**Text provided**.
.....

Changed evaluation to use Horner's method.
Exposed coefficients as read-only property
Implemented DifferentiableUnivariateRealFunction interfaces
Dropped redundant firstDerivative, secondDerivative methods
Revision Changes Path
1.8 +98 -71 jakarta-commons/math/src/java/org/apache/commons/math/analysis/PolynomialFunction.java
Index: PolynomialFunction.java
===================================================================
RCS file: /home/cvs/jakarta-commons/math/src/java/org/apache/commons/math/analysis/PolynomialFunction.java,v
retrieving revision 1.7
retrieving revision 1.8
diff -u -r1.7 -r1.8
--- PolynomialFunction.java 22 Feb 2004 22:01:29 -0000 1.7
+++ PolynomialFunction.java 2 Apr 2004 21:08:48 -0000 1.8
@@ -20,112 +20,139 @@
import java.io.Serializable;
/**
- * Represents a polynomial function with real coefficients.
+ * Immutable representation of a real polynomial function with real coefficients.
+ * <p>
+ * <a href="http://mathworld.wolfram.com/HornersMethod.html">Horner's Method</a>
+ * is used to evaluate the function.

.....

[Entries for pointing and labeling]
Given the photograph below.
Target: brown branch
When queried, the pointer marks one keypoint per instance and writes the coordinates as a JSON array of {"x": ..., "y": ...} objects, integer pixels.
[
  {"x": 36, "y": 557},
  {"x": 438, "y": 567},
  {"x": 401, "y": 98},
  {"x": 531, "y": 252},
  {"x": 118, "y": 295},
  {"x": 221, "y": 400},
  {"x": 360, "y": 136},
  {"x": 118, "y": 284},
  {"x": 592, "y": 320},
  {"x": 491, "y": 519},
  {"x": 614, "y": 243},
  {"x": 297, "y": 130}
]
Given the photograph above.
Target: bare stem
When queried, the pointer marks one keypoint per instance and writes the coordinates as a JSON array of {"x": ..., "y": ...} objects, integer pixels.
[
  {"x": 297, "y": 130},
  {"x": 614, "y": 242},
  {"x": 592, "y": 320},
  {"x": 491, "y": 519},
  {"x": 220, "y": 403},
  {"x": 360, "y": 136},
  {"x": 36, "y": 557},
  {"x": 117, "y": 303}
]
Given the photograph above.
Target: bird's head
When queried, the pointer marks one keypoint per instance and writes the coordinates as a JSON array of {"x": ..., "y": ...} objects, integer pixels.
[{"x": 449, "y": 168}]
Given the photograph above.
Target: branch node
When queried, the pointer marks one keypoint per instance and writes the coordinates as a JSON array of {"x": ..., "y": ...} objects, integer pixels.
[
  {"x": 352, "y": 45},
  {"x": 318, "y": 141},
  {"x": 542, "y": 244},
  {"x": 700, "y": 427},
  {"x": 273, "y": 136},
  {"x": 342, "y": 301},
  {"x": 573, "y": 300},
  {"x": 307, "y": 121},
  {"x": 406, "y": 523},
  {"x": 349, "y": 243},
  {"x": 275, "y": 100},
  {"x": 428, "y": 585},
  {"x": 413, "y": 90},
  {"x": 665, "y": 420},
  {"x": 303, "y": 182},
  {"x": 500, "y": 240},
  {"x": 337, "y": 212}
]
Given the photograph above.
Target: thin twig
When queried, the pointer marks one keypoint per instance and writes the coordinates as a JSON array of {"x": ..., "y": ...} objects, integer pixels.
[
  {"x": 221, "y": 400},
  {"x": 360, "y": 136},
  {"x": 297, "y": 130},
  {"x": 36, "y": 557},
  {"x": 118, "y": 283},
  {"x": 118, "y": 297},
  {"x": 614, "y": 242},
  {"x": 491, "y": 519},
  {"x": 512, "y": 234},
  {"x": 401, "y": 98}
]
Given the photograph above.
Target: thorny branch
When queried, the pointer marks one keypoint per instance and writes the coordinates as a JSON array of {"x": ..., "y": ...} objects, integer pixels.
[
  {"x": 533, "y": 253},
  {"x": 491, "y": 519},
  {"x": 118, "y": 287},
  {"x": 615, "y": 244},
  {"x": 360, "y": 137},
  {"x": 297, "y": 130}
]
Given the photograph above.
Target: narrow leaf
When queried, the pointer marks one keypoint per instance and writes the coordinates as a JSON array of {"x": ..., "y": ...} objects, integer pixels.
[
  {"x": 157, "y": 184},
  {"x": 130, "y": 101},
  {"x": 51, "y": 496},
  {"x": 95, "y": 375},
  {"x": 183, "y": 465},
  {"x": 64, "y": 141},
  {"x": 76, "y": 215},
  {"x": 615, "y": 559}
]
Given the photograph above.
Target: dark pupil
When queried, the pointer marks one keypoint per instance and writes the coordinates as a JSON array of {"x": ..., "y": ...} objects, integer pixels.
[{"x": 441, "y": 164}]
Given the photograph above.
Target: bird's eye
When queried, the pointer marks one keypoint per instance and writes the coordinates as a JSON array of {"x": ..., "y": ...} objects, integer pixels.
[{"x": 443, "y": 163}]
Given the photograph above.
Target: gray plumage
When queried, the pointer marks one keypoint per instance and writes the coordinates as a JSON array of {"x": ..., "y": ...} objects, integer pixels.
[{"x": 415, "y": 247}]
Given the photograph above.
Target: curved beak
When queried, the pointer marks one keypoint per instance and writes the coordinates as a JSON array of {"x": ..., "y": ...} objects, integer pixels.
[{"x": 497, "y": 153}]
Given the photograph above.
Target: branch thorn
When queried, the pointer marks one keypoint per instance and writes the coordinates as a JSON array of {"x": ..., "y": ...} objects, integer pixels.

.....

**Task to carry out**. Copy the commit note and diff for PolynomialFunction.java word for word, from the first line to the last. The rows aren't needed for anything here.

**In response**.
Changed evaluation to use Horner's method.
Exposed coefficients as read-only property
Implemented DifferentiableUnivariateRealFunction interfaces
Dropped redundant firstDerivative, secondDerivative methods
Revision Changes Path
1.8 +98 -71 jakarta-commons/math/src/java/org/apache/commons/math/analysis/PolynomialFunction.java
Index: PolynomialFunction.java
===================================================================
RCS file: /home/cvs/jakarta-commons/math/src/java/org/apache/commons/math/analysis/PolynomialFunction.java,v
retrieving revision 1.7
retrieving revision 1.8
diff -u -r1.7 -r1.8
--- PolynomialFunction.java 22 Feb 2004 22:01:29 -0000 1.7
+++ PolynomialFunction.java 2 Apr 2004 21:08:48 -0000 1.8
@@ -20,112 +20,139 @@
import java.io.Serializable;
/**
- * Represents a polynomial function with real coefficients.
+ * Immutable representation of a real polynomial function with real coefficients.
+ * <p>
+ * <a href="http://mathworld.wolfram.com/HornersMethod.html">Horner's Method</a>
+ * is used to evaluate the function.